**対談抜粋**:
三浦 いま、ある人のことを思い出しているんですけれどもね…とても優れた能力を持つ人で、政治家です。たとえば、その人の目の前でおぼれている人がいたときに、助けるか、助けないか。これは、その瞬間にならないと分からないと思っています。心の中には優しさがあると感じることもあれば、「見くびるな」という言葉がふいに出てきそうな恐ろしい雰囲気もある。でも人間って、そういうものなんじゃないんですか。人の本性というのは、常に分からないものなんだと。

早見 とてもくだらない話なんですが、僕は、本性が問われるような場面を想像して、いろんなシミュレーションをしています。飛行機が墜落することになったときの振る舞いや、仮に不倫相手がいたとして、家に怒鳴り込まれたときには毅然とした態度を取ろうとか。見せたい自分の集大成のようなものを、いつも妄想していました。

三浦 幼いころからそういうシミュレーションをやっていらしたんですか?

早見 はい。

三浦 私も(笑)。記憶があるところからいくと、3歳くらいからだったかしら。危機におけるふるまいに限らず、空想によるシミュレーションですよね。こういう仕事をしていると、人に恨まれることもありますから、いつかどこかで、死ぬかもしれない、という覚悟は持っています。そのときの私の心配は、娘の存在です。守るべき存在という脆弱性を抱えている。それが解けるのは、人間が大きくなったからではなくて、「執着」が無くなった時だと思います。

**設問**: 上の対談抜粋から、「早見 とてもくだらない話なん」から「が無くなった時だと思います。」までをすべて、一字一句変えずに書き写してください。

**表示データ**:
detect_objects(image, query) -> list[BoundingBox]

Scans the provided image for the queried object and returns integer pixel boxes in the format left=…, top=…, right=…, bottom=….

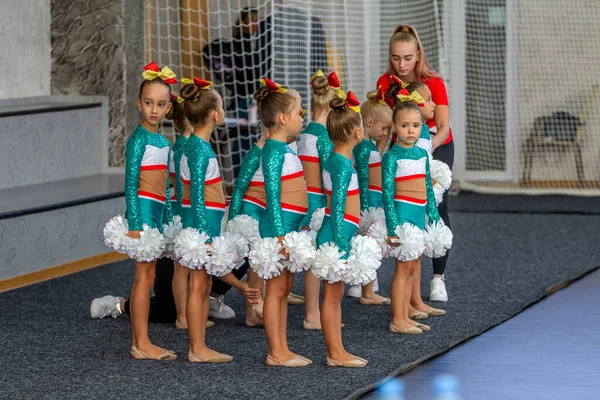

**解答**:
早見 とてもくだらない話なんですが、僕は、本性が問われるような場面を想像して、いろんなシミュレーションをしています。飛行機が墜落することになったときの振る舞いや、仮に不倫相手がいたとして、家に怒鳴り込まれたときには毅然とした態度を取ろうとか。見せたい自分の集大成のようなものを、いつも妄想していました。

三浦 幼いころからそういうシミュレーションをやっていらしたんですか?

早見 はい。

三浦 私も(笑)。記憶があるところからいくと、3歳くらいからだったかしら。危機におけるふるまいに限らず、空想によるシミュレーションですよね。こういう仕事をしていると、人に恨まれることもありますから、いつかどこかで、死ぬかもしれない、という覚悟は持っています。そのときの私の心配は、娘の存在です。守るべき存在という脆弱性を抱えている。それが解けるのは、人間が大きくなったからではなくて、「執着」が無くなった時だと思います。